Exercise instructions:
Find the line containing "Task: identify the black backpack". Retype it and every line after it through the end of the entries, exactly as written, with nothing added.

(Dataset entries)
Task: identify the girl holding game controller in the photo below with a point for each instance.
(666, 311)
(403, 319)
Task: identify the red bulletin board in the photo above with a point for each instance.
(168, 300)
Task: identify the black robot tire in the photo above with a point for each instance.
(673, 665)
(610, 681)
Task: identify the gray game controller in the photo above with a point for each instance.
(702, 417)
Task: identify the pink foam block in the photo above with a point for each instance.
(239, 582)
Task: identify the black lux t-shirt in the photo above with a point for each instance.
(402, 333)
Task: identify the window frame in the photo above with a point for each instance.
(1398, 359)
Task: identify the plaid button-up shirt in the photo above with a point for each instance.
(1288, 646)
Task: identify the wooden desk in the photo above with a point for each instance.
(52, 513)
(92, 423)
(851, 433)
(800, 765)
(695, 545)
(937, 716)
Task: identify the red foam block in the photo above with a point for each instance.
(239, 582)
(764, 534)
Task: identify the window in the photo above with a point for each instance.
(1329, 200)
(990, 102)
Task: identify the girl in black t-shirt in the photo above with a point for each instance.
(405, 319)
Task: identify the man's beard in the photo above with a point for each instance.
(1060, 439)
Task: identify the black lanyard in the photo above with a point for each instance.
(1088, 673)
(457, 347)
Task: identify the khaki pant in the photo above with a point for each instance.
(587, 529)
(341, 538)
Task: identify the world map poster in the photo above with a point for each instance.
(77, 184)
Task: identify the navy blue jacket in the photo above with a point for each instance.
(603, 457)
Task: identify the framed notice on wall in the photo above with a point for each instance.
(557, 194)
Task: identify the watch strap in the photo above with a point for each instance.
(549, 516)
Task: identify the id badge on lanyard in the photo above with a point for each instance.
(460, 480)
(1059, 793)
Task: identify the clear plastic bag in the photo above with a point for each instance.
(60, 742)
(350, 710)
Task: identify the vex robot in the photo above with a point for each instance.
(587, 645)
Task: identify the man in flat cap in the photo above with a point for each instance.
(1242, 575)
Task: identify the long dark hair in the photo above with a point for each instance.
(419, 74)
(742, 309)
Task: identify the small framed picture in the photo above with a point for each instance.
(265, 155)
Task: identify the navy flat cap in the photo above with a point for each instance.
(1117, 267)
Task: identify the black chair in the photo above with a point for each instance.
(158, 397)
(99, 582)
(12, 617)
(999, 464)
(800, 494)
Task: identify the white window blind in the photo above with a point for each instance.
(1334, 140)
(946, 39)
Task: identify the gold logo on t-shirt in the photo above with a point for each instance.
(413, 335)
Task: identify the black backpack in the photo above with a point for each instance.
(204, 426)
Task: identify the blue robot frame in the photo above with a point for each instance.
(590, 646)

Task solution:
Task: identify the black backpack in the photo above with a point for each instance.
(204, 426)
Task: identify the blue robot frame in the photo above with a point for each instance.
(590, 646)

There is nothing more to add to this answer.